### What to do
The data beneath this task is to be duplicated exactly, in its entirety.

(Referring expression pointing data)
########

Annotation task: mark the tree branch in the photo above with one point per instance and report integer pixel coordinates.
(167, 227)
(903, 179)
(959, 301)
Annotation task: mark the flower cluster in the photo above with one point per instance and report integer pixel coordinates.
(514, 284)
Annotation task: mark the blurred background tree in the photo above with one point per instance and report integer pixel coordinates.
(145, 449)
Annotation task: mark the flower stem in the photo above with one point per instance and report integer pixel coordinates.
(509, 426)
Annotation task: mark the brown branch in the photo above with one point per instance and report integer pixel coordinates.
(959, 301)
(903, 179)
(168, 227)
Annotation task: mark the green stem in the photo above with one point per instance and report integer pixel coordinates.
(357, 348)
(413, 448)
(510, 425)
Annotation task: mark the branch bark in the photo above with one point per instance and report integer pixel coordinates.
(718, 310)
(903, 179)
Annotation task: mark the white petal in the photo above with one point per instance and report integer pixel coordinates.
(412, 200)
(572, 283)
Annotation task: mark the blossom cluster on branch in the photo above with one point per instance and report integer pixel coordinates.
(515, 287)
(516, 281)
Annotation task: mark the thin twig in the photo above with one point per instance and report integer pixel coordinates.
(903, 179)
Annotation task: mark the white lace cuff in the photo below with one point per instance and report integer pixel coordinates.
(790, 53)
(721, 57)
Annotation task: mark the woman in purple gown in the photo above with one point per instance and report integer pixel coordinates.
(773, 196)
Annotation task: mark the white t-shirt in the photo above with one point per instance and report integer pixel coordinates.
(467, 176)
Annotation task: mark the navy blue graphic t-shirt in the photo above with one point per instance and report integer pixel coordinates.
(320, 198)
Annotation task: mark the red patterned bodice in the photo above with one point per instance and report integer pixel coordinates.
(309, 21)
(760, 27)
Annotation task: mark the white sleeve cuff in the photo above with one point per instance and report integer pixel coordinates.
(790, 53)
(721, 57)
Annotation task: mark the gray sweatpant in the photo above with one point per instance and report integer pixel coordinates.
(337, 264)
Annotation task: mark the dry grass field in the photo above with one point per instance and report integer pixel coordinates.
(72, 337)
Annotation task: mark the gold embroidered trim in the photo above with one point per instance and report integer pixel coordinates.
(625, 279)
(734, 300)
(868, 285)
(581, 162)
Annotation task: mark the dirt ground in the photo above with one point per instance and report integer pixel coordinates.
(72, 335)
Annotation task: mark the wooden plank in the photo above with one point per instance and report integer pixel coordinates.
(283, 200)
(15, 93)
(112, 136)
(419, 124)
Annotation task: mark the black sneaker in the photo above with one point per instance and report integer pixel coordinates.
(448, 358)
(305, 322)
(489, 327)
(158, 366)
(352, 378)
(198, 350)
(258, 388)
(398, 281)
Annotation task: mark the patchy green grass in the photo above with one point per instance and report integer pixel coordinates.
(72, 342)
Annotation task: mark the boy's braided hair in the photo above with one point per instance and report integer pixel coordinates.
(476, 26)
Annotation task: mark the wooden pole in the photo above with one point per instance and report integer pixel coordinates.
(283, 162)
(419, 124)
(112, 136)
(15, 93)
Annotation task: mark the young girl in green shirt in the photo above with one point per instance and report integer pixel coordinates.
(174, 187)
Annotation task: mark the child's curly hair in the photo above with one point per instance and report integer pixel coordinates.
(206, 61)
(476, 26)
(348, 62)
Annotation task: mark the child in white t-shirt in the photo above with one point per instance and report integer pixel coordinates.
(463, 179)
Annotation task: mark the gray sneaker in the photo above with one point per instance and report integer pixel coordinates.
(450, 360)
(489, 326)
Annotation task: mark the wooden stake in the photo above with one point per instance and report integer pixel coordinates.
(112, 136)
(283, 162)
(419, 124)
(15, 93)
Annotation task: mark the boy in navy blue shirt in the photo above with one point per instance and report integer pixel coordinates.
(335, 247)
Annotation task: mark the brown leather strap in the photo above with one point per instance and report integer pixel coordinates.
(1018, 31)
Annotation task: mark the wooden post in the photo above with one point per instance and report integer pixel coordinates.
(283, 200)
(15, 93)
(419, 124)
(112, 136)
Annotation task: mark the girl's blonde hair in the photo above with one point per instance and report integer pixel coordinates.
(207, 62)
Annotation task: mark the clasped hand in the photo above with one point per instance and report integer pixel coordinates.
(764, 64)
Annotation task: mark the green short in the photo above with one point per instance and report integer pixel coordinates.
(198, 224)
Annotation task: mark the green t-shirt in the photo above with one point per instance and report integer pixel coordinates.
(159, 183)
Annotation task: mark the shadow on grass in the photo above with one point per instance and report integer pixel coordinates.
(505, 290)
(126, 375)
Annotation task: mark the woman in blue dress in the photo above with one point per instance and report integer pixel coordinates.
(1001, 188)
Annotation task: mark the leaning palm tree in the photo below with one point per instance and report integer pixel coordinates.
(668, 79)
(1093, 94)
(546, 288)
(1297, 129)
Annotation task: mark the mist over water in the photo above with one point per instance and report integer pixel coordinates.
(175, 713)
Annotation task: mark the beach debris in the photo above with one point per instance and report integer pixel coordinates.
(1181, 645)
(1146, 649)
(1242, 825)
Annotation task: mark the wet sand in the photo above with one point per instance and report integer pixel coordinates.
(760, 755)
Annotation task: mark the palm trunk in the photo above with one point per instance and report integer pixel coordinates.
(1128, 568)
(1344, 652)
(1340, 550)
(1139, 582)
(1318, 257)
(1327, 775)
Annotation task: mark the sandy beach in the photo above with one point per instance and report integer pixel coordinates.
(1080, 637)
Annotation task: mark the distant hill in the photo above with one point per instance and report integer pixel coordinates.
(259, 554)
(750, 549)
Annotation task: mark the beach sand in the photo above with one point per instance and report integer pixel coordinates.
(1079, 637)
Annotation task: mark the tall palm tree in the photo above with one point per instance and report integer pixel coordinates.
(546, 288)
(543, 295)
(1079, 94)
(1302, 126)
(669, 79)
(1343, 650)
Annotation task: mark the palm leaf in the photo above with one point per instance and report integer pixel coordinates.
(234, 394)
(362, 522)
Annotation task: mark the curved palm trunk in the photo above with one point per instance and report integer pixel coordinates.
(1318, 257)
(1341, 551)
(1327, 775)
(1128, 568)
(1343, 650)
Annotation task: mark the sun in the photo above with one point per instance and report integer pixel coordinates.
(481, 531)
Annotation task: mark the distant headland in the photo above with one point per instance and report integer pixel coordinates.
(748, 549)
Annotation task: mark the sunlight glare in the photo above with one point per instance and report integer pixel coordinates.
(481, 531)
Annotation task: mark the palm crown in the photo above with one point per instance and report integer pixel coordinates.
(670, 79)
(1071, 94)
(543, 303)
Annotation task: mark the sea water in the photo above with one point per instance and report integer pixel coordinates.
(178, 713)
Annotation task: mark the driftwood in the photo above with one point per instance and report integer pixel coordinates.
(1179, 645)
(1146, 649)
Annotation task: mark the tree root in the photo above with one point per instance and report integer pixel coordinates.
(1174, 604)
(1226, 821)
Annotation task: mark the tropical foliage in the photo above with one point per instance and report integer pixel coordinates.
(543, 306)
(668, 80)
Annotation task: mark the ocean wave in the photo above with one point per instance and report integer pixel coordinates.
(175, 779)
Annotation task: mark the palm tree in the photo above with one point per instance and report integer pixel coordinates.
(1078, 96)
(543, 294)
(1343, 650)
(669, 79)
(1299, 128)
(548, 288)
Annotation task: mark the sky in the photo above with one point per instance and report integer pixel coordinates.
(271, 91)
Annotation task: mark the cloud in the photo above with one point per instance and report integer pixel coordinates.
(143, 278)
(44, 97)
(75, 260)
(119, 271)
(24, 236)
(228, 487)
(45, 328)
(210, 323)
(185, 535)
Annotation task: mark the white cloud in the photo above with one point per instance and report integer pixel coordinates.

########

### Task output
Annotation task: mark the tree branch in the photo above with one point per instance and report integer pixel coordinates.
(167, 227)
(903, 179)
(959, 301)
Annotation task: mark the flower cluster in the photo above with one point per instance and report integer pixel coordinates.
(514, 284)
Annotation task: mark the blurred background tree in the photo above with one point per instance and report integer pixel coordinates.
(145, 449)
Annotation task: mark the flower stem in the photo above with one point per instance and report integer pixel coordinates.
(509, 426)
Annotation task: mark the brown branch in the photo above with one point per instance and report integer pixel coordinates.
(959, 301)
(903, 179)
(168, 227)
Annotation task: mark the green stem in the photo above with one point per instance and report integer pixel coordinates.
(357, 348)
(413, 448)
(510, 425)
Annotation task: mark the branch bark in the photo above with one point per instance and report integer pixel coordinates.
(718, 310)
(903, 179)
Annotation task: mark the white petal in the photo above with one point per instance and report integer pixel coordinates.
(412, 200)
(572, 283)
Annotation task: mark the blossom cluster on branch in the photo above with one point per instance and report integer pixel coordinates.
(515, 287)
(516, 281)
Annotation task: mark the thin twig in the photo above with one point per instance and report integer pixel coordinates.
(903, 179)
Annotation task: mark the white lace cuff in the photo below with one point per instance and report integer pixel coordinates.
(790, 53)
(721, 57)
Annotation task: mark the woman in purple gown in the photo above with one point per instance and report integer pixel coordinates.
(773, 196)
Annotation task: mark the white t-shirt in the photo above with one point per instance and report integer pixel coordinates.
(467, 176)
Annotation task: mark the navy blue graphic t-shirt in the photo above with one point per instance and report integer pixel coordinates.
(320, 198)
Annotation task: mark the red patterned bodice in the photo above with one point per instance and report integer pixel coordinates.
(309, 21)
(760, 27)
Annotation task: mark the white sleeve cuff in the photo above with one point per instance and report integer pixel coordinates.
(790, 53)
(721, 57)
Annotation task: mark the gray sweatpant in the photo above with one point per instance and report integer pixel coordinates.
(337, 264)
Annotation task: mark the dry grass field in the photo above with one point per instance and report integer pixel coordinates.
(72, 337)
Annotation task: mark the gold embroidered trim in the photo above with one point per instance and report integer pixel coordinates.
(625, 279)
(734, 300)
(868, 285)
(581, 162)
Annotation task: mark the dirt ground in the photo above with one point per instance and report integer pixel coordinates.
(72, 335)
Annotation task: mark the wooden plank in the photo above with one point per instance and report integer pixel coordinates.
(283, 200)
(15, 93)
(112, 136)
(419, 124)
Annotation task: mark the black sneaker in the photo above with one point per instance and report integer pixel coordinates.
(448, 358)
(305, 322)
(489, 327)
(158, 366)
(352, 378)
(198, 350)
(258, 388)
(398, 281)
Annotation task: mark the patchy green grass in the photo above with one point per instance and report integer pixel coordinates.
(72, 342)
Annotation task: mark the boy's braided hair in the photo above with one point per instance and report integer pixel coordinates.
(476, 26)
Annotation task: mark the wooden pole in the photo above with one point per instance and report integer pixel coordinates.
(283, 162)
(419, 124)
(112, 136)
(15, 93)
Annotation task: mark the young girl in green shirt in the photo above with one point per instance and report integer pixel coordinates.
(174, 187)
Annotation task: mark the child's curly hair in the photo above with one point per instance and report integer pixel coordinates.
(206, 61)
(476, 26)
(348, 62)
Annotation task: mark the child in white t-shirt in the photo above with one point per instance and report integer pixel coordinates.
(463, 179)
Annotation task: mark the gray sneaker in the photo above with one point per instance and report integer pixel coordinates.
(450, 360)
(489, 326)
Annotation task: mark the wooden stake in the photo above with one point per instance and report integer pixel coordinates.
(112, 136)
(283, 162)
(419, 124)
(15, 93)
Annotation task: mark the boy in navy blue shirt in the photo above with one point per instance and report integer pixel coordinates.
(335, 247)
Annotation task: mark the brown leather strap in the photo above with one point per instance and report integer pixel coordinates.
(1018, 31)
Annotation task: mark the wooden post in the photo above with one point per instance and report integer pixel coordinates.
(283, 200)
(15, 93)
(419, 124)
(112, 136)
Annotation task: mark the girl's blonde hair in the photo above with one point per instance and report integer pixel coordinates.
(207, 62)
Annotation task: mark the clasped hand in the photo above with one point per instance and report integer pixel coordinates.
(764, 64)
Annotation task: mark the green short in the photo above with one point per instance and report integer pixel coordinates.
(198, 224)
Annotation task: mark the green t-shirt in the photo above with one point per instance and report integer pixel coordinates.
(159, 183)
Annotation task: mark the shadow on grass in the photo above with one point per instance and report integer pixel coordinates.
(505, 290)
(126, 375)
Annotation task: mark the woman in blue dress in the photo above with one point per instance and report integer pixel coordinates.
(1001, 188)
Annotation task: mark the leaning palm tree in the photo below with one point per instance and report integer pixel coordinates.
(668, 79)
(1093, 94)
(546, 288)
(1297, 129)
Annotation task: mark the mist over water in the photo above with one point per instance and report integer pixel coordinates.
(175, 713)
Annotation task: mark the beach debris in the photo above with one point per instance and report integer pixel coordinates.
(1181, 645)
(1146, 649)
(1242, 825)
Annotation task: mark the wet sand in the photo above with one point per instance and report integer pixel coordinates.
(760, 755)
Annotation task: mark the palm trunk in the photo above with one point per instance and report integer pixel coordinates.
(1128, 568)
(1344, 652)
(1340, 550)
(1139, 582)
(1318, 257)
(1327, 775)
Annotation task: mark the sandy beach in the photo above with one point per instance and report integer pixel coordinates.
(1080, 637)
Annotation task: mark the distant hill in the photo above with one point per instance and report integer pixel coordinates.
(259, 554)
(750, 549)
Annotation task: mark the beach sand in the photo above with one point per instance and report integer pixel coordinates.
(1079, 637)
Annotation task: mark the tall palm tree in the photo above with one point per instance and report integer pixel coordinates.
(546, 288)
(543, 295)
(1079, 94)
(1302, 126)
(669, 79)
(1343, 650)
Annotation task: mark the palm leaf in the photo above with one point per instance and report integer pixel coordinates.
(234, 394)
(362, 522)
Annotation task: mark the curved palm trunk in the photo above with one point per instance and report integer pixel coordinates.
(1318, 257)
(1341, 551)
(1327, 775)
(1128, 568)
(1343, 650)
Annotation task: mark the sun in the photo above with one point per instance and report integer pixel coordinates.
(481, 531)
Annotation task: mark the distant headland in the photo above with one point per instance and report integer pixel coordinates.
(748, 549)
Annotation task: mark the sunlight glare in the photo above with one point per instance and report integer pixel coordinates.
(481, 531)
Annotation task: mark the palm crown in the photo above with one point per instance and report integer pixel coordinates.
(670, 79)
(1071, 94)
(543, 303)
Annotation task: mark the sea water in the photo above with one point per instance and report integer pixel coordinates.
(178, 713)
Annotation task: mark the driftwood in the photo above with one point per instance and report integer pixel coordinates.
(1179, 645)
(1146, 649)
Annotation task: mark the tree root in the photo above with one point per instance and report integer pixel coordinates.
(1174, 604)
(1226, 821)
Annotation task: mark the tropical foliage in the photo above with one point per instance and report integer pixel coordinates.
(543, 306)
(668, 80)
Annotation task: mark the ocean wave in the photo above with one point per instance and report integer pixel coordinates.
(175, 779)
Annotation task: mark the palm tree in the photo above with one point per instance and report integer pixel coordinates.
(1078, 96)
(543, 294)
(1343, 650)
(669, 79)
(1299, 128)
(548, 288)
Annotation task: mark the sky in the photo above with one point per instance and report integer pixel coordinates.
(271, 91)
Annotation task: mark the cloud in the photo above with one point per instance and report integer pixel coordinates.
(143, 278)
(44, 97)
(75, 260)
(119, 271)
(24, 236)
(228, 487)
(45, 328)
(210, 323)
(185, 535)
Annotation task: mark the white cloud in the photo above with one point per instance and report integer pixel coordinates.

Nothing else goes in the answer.